▶ PROMPT
In the listing below, print exactly the lines between the line holding "Entity to detect: white stucco wall" and the line holding "Entity to detect: in-ground hot tub", inclusive, and no more.

──────── THE DATA

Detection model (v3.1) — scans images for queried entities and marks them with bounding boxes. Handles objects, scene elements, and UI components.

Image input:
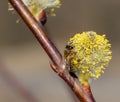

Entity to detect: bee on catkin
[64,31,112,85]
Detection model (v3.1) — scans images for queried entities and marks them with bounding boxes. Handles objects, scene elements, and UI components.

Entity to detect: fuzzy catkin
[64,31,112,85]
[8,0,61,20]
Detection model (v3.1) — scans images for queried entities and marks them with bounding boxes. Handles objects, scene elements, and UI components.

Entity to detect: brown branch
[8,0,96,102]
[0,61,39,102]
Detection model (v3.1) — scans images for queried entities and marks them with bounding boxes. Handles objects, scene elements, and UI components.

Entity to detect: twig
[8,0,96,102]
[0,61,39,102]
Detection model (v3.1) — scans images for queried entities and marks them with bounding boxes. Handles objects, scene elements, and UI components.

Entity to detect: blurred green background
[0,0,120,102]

────────────────
──────── THE DATA

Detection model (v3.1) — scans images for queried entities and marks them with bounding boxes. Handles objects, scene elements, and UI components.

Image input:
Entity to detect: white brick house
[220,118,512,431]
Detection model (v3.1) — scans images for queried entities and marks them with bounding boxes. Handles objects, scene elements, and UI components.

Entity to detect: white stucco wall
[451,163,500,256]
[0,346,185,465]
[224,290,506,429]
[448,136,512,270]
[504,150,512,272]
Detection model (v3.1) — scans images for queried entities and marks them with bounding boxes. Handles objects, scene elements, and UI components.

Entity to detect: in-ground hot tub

────────────────

▶ THE ANSWER
Entity to detect: white stucco wall
[451,163,500,256]
[0,346,185,465]
[224,290,506,429]
[448,136,512,270]
[504,150,512,272]
Detection model (v3.1) — scans images for queried entities and marks them with bounding boxes. Handles objects, scene elements, and UI components.

Entity to detect: in-ground hot tub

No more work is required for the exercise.